* Excerpted text
Segment Open
Ever-Increasing Demands, More Trade-offs

The trade-offs inherent in these often mutually exclusive goals make for a diabolical design challenge: You can make a Li-ion battery that has high performance, for example, but the trade-off is a shorter life. And as every design engineer knows, making the right trade-offs and getting everything right takes time, experience, and a bit of finesse.

“A problem doesn’t necessarily pop up during the first generation of cells,” says Miller. “Things may look fine in the lab and then when you go to production you find that the technology behaves in a slightly different way, which means things can and do go wrong.”

...

- http://www.electronicsweekly.com/blogs/engineering-design-problems/...

The battery will be a key component in a PHEV simulation game.

Friday, September 7, 2007

Cybernations Experience

I have registered a nation at cybernations.net to see how it works. My nations is called HFCVland. We are committed to alternative fuel research and free love. We started out Jewish, by ethnicity and religion, but the people of my nation wanted to journey "the eightfold path" so I converted the national religion to Buddhism. I don't know how these things work into the simulation other than that if you listen to your people their happiness rating goes up.
Segment Closed
* Records shown
Segment Open
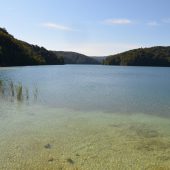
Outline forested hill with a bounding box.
[0,28,64,66]
[53,51,101,64]
[103,46,170,66]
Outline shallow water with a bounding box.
[0,65,170,170]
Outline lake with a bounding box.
[0,65,170,170]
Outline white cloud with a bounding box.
[49,42,141,56]
[104,19,132,25]
[43,22,75,31]
[162,18,170,24]
[147,21,159,27]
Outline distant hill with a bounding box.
[53,51,101,64]
[0,28,64,66]
[91,56,106,64]
[103,46,170,67]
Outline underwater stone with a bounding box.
[67,158,74,164]
[44,143,51,149]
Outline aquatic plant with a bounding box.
[16,84,23,101]
[10,81,15,97]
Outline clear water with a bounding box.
[0,65,170,170]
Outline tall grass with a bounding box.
[0,80,38,102]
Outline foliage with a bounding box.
[0,28,64,66]
[103,46,170,66]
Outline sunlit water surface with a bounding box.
[0,65,170,170]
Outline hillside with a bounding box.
[103,46,170,66]
[53,51,100,64]
[0,28,64,66]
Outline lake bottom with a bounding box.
[0,101,170,170]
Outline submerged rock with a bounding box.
[67,158,74,164]
[44,143,51,149]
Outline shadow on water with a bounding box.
[0,80,39,103]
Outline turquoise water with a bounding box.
[0,65,170,170]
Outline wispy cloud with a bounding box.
[104,19,132,25]
[147,21,160,27]
[50,42,141,56]
[162,18,170,24]
[43,22,75,31]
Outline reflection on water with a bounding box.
[0,80,39,102]
[0,66,170,170]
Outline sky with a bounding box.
[0,0,170,56]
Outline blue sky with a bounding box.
[0,0,170,56]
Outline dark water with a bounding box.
[0,65,170,116]
[0,65,170,170]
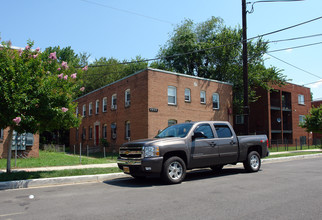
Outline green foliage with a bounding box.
[300,105,322,133]
[81,56,148,92]
[151,17,285,111]
[0,42,82,133]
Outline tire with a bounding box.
[131,175,146,180]
[161,157,186,184]
[210,165,224,173]
[244,151,261,172]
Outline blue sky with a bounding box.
[0,0,322,99]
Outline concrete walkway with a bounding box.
[0,149,322,190]
[0,149,322,173]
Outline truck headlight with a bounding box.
[143,146,160,157]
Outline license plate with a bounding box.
[123,166,130,173]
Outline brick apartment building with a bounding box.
[70,68,233,149]
[311,99,322,144]
[234,83,311,144]
[0,128,39,159]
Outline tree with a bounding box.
[151,17,285,111]
[0,42,83,173]
[80,56,148,92]
[300,105,322,133]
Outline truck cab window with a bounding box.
[195,124,214,138]
[215,124,233,138]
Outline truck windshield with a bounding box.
[155,123,193,138]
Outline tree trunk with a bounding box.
[4,126,13,173]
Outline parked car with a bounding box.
[118,121,269,184]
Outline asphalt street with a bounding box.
[0,157,322,220]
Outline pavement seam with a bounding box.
[0,151,322,190]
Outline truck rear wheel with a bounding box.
[244,151,261,172]
[162,157,186,184]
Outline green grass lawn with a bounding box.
[0,150,117,169]
[269,144,321,152]
[0,167,121,182]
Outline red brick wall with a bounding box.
[312,100,322,140]
[149,70,232,137]
[236,83,311,143]
[70,69,232,149]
Segment Closed
Reproduce the blog excerpt word for word from "I have registered" to "rating goes up.".

* Answer box
I have registered a nation at cybernations.net to see how it works. My nations is called HFCVland. We are committed to alternative fuel research and free love. We started out Jewish, by ethnicity and religion, but the people of my nation wanted to journey "the eightfold path" so I converted the national religion to Buddhism. I don't know how these things work into the simulation other than that if you listen to your people their happiness rating goes up.